**TRECHO SELECIONADO:**
+ + + +

– por Clóvis Domingos –
Crítica a partir das leituras Amor Fast-Food, de Amarildo Felix, e Pequeno Tratado Amoroso, de Anderson Feliciano, no Janela de Dramaturgia em 19 de setembro de 2018.
“De Ulisses, ela aprendera a ter coragem de ter fé – muita coragem, fé em que? Na própria fé, que a fé pode ser um grande susto, pode significar cair no abismo. Lóri tinha medo de cair no abismo e segurava-se numa das mãos de Ulisses enquanto a outra mão de Ulisses a empurrava-a para o abismo – em breve ela teria que soltar a mão que empurrava, e cair, a vida não é de se brincar porque em pleno dia se morre”.
Clarice Lispector. Uma Aprendizagem ou O Livro dos Prazeres.
Começo esse ensaio crítico trazendo um trecho da obra de Lispector, pois sinto que de alguma forma há algo dela que perpassa os textos lidos na última noite no Janela de Dramaturgia. Amor Fast-Food de Amarildo Felix e Pequeno Tratado Amoroso de Anderson Feliciano são textos que contornam o horizonte masculino dos afetos homossexuais e cujas enunciações afirmam o desejo pela busca do encontro. Em ambos os textos o amor se configura como aprendizagem, experiência-limite, susto, medo, alegria e dor, alargamento existencial.
A leitura e a escuta dessas dramaturgias apontam para uma condição de fala que expressa não somente a ruptura com a clandestinidade e silenciamento impostos secularmente aos desejos homoeróticos, como também permitem a criação de novas formas de subjetivação das sexualidades. Nesses textos, a palavra poética vem carregada de modos enunciativos bem diversos, cujas formas borram e rasgam as estruturas mais convencionais de um certo tipo de dramaturgia.

+ + + +

**TAREFA BREVE A:** Transcreva do ensaio crítico, sem alterações, a passagem que começa em "Clarice Lispector. Uma" e vai até "dor, alargamento existencial.", inclusive.

**MATERIAL:**
+ + + +

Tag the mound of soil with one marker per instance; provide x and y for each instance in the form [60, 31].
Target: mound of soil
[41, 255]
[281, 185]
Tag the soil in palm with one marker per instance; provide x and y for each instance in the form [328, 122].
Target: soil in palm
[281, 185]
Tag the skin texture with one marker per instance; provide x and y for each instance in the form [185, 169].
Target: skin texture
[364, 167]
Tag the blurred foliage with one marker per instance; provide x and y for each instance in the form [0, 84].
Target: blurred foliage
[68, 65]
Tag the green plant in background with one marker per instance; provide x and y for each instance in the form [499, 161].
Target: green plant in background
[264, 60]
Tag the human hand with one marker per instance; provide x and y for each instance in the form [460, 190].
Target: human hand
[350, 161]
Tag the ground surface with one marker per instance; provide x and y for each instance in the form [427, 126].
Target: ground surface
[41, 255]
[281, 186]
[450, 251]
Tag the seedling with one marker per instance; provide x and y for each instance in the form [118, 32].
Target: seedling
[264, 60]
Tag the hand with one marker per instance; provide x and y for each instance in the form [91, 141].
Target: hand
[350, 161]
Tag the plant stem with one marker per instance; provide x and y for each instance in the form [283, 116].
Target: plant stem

+ + + +

**TAREFA BREVE B:** Nos registros, substitua "plant stem" por "flower stem" desde a linha que contém "Tag the hand" até o final, com ambas as extremidades incluídas, e reproduza somente essas linhas sem nenhuma outra modificação.

**RESULTADO A:**
Clarice Lispector. Uma Aprendizagem ou O Livro dos Prazeres.
Começo esse ensaio crítico trazendo um trecho da obra de Lispector, pois sinto que de alguma forma há algo dela que perpassa os textos lidos na última noite no Janela de Dramaturgia. Amor Fast-Food de Amarildo Felix e Pequeno Tratado Amoroso de Anderson Feliciano são textos que contornam o horizonte masculino dos afetos homossexuais e cujas enunciações afirmam o desejo pela busca do encontro. Em ambos os textos o amor se configura como aprendizagem, experiência-limite, susto, medo, alegria e dor, alargamento existencial.

**RESULTADO B:**
Tag the hand with one marker per instance; provide x and y for each instance in the form [91, 141].
Target: hand
[350, 161]
Tag the flower stem with one marker per instance; provide x and y for each instance in the form [283, 116].
Target: flower stem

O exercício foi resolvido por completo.